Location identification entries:
────────────────────────────────────────

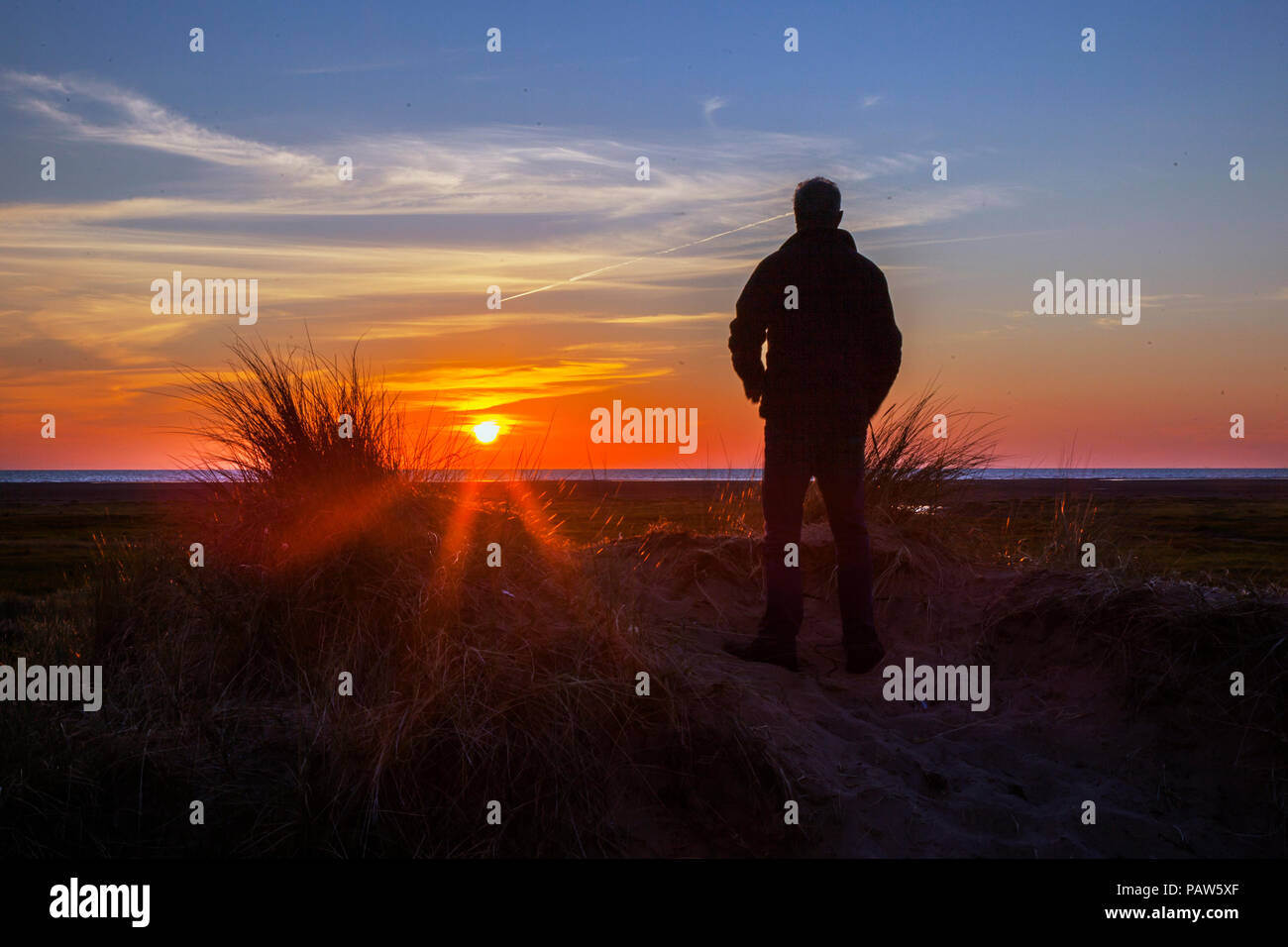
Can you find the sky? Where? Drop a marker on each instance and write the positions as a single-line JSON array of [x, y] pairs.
[[518, 169]]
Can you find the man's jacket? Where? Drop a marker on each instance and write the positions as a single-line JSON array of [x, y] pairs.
[[836, 355]]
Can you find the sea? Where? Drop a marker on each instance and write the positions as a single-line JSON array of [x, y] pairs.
[[745, 474]]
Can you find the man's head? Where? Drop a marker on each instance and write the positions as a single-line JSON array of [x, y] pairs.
[[816, 205]]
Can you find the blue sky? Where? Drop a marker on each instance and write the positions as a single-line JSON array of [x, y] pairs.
[[516, 167]]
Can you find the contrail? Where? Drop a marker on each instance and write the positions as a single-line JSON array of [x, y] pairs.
[[636, 260]]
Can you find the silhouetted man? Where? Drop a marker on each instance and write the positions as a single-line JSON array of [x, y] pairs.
[[833, 354]]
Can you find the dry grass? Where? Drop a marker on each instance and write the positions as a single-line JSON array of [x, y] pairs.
[[471, 684]]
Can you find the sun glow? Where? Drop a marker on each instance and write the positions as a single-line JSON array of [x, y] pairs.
[[485, 432]]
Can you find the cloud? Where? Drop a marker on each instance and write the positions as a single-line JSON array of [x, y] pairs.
[[711, 105]]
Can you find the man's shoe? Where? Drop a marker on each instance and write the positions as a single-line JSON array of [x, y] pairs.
[[862, 659], [765, 650]]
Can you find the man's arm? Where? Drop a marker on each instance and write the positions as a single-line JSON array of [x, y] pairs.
[[747, 333], [884, 347]]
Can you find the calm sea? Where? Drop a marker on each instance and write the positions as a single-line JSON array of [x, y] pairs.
[[692, 474]]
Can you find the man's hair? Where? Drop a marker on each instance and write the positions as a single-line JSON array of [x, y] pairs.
[[816, 201]]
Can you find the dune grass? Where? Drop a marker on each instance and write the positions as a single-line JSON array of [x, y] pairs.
[[347, 676]]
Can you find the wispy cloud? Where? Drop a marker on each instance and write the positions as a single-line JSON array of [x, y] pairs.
[[711, 105]]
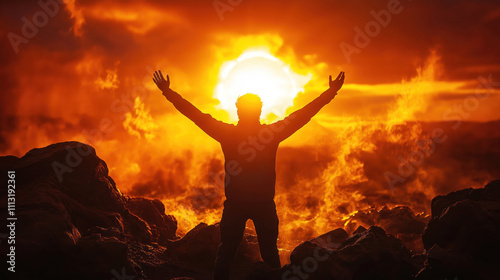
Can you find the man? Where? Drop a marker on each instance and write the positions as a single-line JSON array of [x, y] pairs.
[[250, 156]]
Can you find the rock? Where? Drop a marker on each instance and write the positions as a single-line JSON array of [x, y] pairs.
[[197, 250], [163, 227], [399, 221], [73, 222], [368, 254], [463, 237]]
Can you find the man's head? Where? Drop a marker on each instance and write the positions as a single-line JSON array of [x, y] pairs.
[[249, 107]]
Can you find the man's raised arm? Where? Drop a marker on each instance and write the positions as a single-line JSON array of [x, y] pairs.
[[299, 118], [206, 122]]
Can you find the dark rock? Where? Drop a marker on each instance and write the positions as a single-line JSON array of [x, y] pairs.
[[463, 237], [368, 254], [399, 221], [197, 250], [163, 227], [73, 222]]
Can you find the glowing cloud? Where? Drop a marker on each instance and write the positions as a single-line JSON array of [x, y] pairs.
[[260, 72]]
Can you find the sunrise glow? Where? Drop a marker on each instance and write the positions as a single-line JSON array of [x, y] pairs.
[[261, 73]]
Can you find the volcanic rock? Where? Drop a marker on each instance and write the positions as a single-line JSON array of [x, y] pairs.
[[463, 236], [72, 221], [368, 254]]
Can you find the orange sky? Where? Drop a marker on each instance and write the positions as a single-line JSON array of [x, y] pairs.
[[85, 74]]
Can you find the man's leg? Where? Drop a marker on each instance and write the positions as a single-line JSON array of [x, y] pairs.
[[232, 227], [266, 222]]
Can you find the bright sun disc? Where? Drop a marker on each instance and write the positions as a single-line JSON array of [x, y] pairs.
[[261, 73]]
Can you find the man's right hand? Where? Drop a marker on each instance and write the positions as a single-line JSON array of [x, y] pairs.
[[161, 83], [338, 82]]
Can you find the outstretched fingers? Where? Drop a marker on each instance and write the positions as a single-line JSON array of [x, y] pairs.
[[339, 76]]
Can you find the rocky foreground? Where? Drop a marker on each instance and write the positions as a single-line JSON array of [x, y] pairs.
[[73, 223]]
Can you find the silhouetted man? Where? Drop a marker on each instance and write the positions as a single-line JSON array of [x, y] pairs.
[[250, 157]]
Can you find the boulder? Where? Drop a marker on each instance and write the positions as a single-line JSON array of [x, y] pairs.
[[463, 237], [367, 254], [73, 222]]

────────────────────────────────────────

● PROMPT:
Lay out every entry above as a two-column CSV headed text and answer, with one row per entry. Put each field in double quotes, replace any line breaks with spaces, and leave the pictures out.

● RESULT OF THIS TASK:
text,answer
"Can you find the sky? Where? Drop a marker on each instance and write the positions as a single-line JSON array of [x, y] pairs.","[[518, 169]]"
"Can you find the man's jacket? Where? Drop a marker on each instance and write the positions as a single-line JSON array of [x, y] pairs.","[[836, 355]]"
"Can you find the sea? Where? Drop a marker on each instance and write the positions as a single-line JSON array of [x, y] pairs.","[[745, 474]]"
"Can you find the man's head? Where? Drop a marker on each instance and write the positions as a single-line JSON array of [x, y] pairs.","[[816, 205]]"
"Can you find the blue sky? Where? Drop a marker on each instance and write the positions as a single-line JSON array of [x, y] pairs.","[[516, 167]]"
"Can you find the contrail? Where? Drop a marker on each instance and write the positions as a single-line JSON array of [x, y] pairs.","[[636, 260]]"
"Can you find the silhouetted man? Where? Drop a marker on each instance and write the positions as a single-line JSON array of [x, y] pairs.","[[833, 354]]"
"Can you find the dry grass? Where? Drop a marker on each instance and write the positions as a single-line JSON array of [x, y] pairs.","[[471, 684]]"
"Can you find the sun glow? Where? Drop a marker on each instance and write the positions as a single-line JSON array of [x, y] pairs.","[[485, 432]]"
"Can you find the cloud? Where? Drop a marker on each instance and write the positions as a single-line JSON array of [x, y] pairs.","[[711, 105]]"
"Can you find the man's shoe? Where? Drop a marker on each instance and write the positions as a single-line JSON array of [x, y] pairs.","[[862, 659], [765, 650]]"
"Can you find the man's arm? Where? Drop a marker on each instance and write the positions as a single-line JSON array of [x, y] pairs.","[[747, 333], [884, 347]]"
"Can you find the calm sea? Where? Drop a marker on each instance and write the positions as a single-line JSON array of [x, y] pairs.","[[692, 474]]"
"Can you find the man's hair? Where? Drop a marker on each instance and write the positions as a single-line JSON array of [x, y] pairs.","[[816, 201]]"
"Can you find the dune grass? Where? Drop a marker on each instance and write the positions as a single-line JSON array of [x, y] pairs.","[[347, 676]]"
"Can you find the wispy cloud? Where? Drop a marker on each instance and write the positions as a single-line JSON array of [x, y] pairs.","[[711, 105]]"
"Can you find the man? Where? Drop a marker on each instance and write the positions as a single-line JSON array of [x, y] pairs.","[[250, 156]]"
"Can you find the rock? Where? Drop a marker on each instance and write the positions as a single-line JSON array of [x, y] pairs.","[[197, 250], [163, 227], [399, 221], [73, 222], [368, 254], [463, 237]]"
"Can you find the man's head? Where? Drop a marker on each instance and write the positions as a single-line JSON array of [x, y] pairs.","[[249, 107]]"
"Can you find the man's raised arm? Where? Drop a marker on each instance and write the positions as a single-line JSON array of [x, y] pairs.","[[299, 118], [206, 122]]"
"Can you find the dark rock? Where? Drop a marker on each instance and write the positions as a single-line JSON array of [x, y] pairs.","[[463, 237], [368, 254], [399, 221], [197, 250], [163, 227], [73, 222]]"
"Can you find the glowing cloud? Where? Drop a marker on each instance and write the positions as a single-line JSON array of [x, y] pairs.","[[260, 72]]"
"Can you find the sunrise glow? Where? Drop a marker on each instance and write the positions as a single-line JSON array of [x, y] pairs.","[[261, 73]]"
"Can you find the volcanic rock? Where? Drop a marker on each instance and write the positions as a single-line JSON array of [x, y] pairs.","[[463, 236], [72, 221], [368, 254]]"
"Can you find the orange sky? Where? Drop a marker on each instance and write the positions as a single-line JSON array of [x, y] pairs.","[[85, 74]]"
"Can you find the man's leg? Where? Drop a marker on each instance and write the positions as a single-line JSON array of [x, y] pairs.","[[232, 227], [266, 222]]"
"Can you find the bright sun disc? Where? Drop a marker on each instance and write the positions as a single-line JSON array of [x, y] pairs.","[[261, 73]]"
"Can you find the man's right hand? Where? Drop a marker on each instance and write the positions as a single-line JSON array of [x, y] pairs.","[[161, 83], [338, 82]]"
"Can you find the outstretched fingers? Where? Drop a marker on each instance and write the positions as a single-line JSON array of [x, y] pairs.","[[339, 76]]"
"Can you find the rocky foreground? Where? Drop a marker on each instance and write the positions as a single-line JSON array of [x, y] pairs.","[[73, 223]]"
"Can you find the silhouetted man? Where? Drop a marker on each instance and write the positions as a single-line JSON array of [x, y] pairs.","[[250, 157]]"
"Can you find the boulder? Where? Drop a marker on each instance and write the positions as a single-line JSON array of [x, y] pairs.","[[463, 237], [367, 254], [73, 222]]"